■ **SELECTED EXTRACT**
━━━━━━━━

When it was time to do “Ecdysis”, I wanted to make a new strap-on that was really stylized. I made a regular strap-on, which is not that hard, I don’t know why people pay a lot of money for those. It’s really not that hard. The one that I usually wear I’ve had for years and I made it super fast and it’s still held up over the years of performance, like 10 years. It’s not even close to being damaged.

The new ones I made are stylized like traditional Mexican stamping looks with the ferns. Each one has different words that I’ve created to describe my world. One of them says “Cucarachica,” one of them says “XXX” and then “La Chica Boom.” They’re up there next to the video of me fucking Amber and 167 bottles of Tapatio with a new label with my face on it. The bottles say “Spic Jouissance” because I love Jacques Lacan. If I could go back in time, through all of history, I would totally just want to be with that man. Jouissance is his terminology, it means pain with pleasure.

━━━━━━━━

■ **GIVEN DATA**
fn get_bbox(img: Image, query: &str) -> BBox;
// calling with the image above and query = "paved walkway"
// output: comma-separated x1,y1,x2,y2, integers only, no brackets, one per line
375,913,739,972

━━━━━━━━

■ **PROBLEMS AND TASKS**
[A] In the Ecdysis passage, what does the speaker say "jouissance" means?
[B] Echo the Ecdysis passage word for word, everything from "When it was" down to "to being damaged.".
You won't need the listing for any of this.

■ **EXERCISE ANSWERS**
[A] Pain with pleasure.

[B]
When it was time to do “Ecdysis”, I wanted to make a new strap-on that was really stylized. I made a regular strap-on, which is not that hard, I don’t know why people pay a lot of money for those. It’s really not that hard. The one that I usually wear I’ve had for years and I made it super fast and it’s still held up over the years of performance, like 10 years. It’s not even close to being damaged.